Beginning at the line that contains "drop a dot on", repeat every line of the listing exactly through the final one.

--- Given entries ---

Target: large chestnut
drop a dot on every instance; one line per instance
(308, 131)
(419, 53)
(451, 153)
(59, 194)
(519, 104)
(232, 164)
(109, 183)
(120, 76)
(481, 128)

---

▶ **Result below**
drop a dot on every instance; one line per instance
(308, 131)
(419, 53)
(451, 153)
(59, 194)
(519, 104)
(232, 164)
(109, 183)
(120, 76)
(481, 128)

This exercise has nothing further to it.